| Given data |
BEGIN
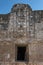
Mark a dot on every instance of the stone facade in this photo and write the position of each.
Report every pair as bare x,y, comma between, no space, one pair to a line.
19,29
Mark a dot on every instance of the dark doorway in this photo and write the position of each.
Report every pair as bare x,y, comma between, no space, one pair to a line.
21,53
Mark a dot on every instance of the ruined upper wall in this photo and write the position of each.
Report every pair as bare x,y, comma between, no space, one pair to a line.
21,7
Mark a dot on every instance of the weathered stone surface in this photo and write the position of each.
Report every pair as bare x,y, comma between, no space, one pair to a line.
22,27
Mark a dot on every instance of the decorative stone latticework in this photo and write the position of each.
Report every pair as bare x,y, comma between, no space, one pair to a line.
21,28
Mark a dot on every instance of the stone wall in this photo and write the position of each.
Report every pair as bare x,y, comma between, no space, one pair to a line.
END
| Task instructions |
All of the material must be repeated exactly in the answer, apart from the pictures.

| Result |
Mark a dot on every instance of the stone facade in this photo and write the position of each.
Report every pair as bare x,y, comma between, no space, one pair to a line.
19,29
Mark a dot on every instance of the dark doorway in this photo and write the position of each.
Report every pair as bare x,y, comma between, no space, one pair to a line.
21,53
Mark a dot on every instance of the ruined upper wall in this photo and write the position of each.
Report every pair as bare x,y, comma between, no space, one pair to a line.
21,7
Mark a dot on every instance of the weathered stone surface in this photo and write the position of each.
Report every pair as bare x,y, comma between, no space, one pair to a line.
22,27
Mark a dot on every instance of the decorative stone latticework in this photo and write the position of each.
Report every pair as bare x,y, comma between, no space, one pair to a line.
21,28
Mark a dot on every instance of the stone wall in this photo and write the position of each.
Report every pair as bare x,y, comma between, no space, one pair to a line.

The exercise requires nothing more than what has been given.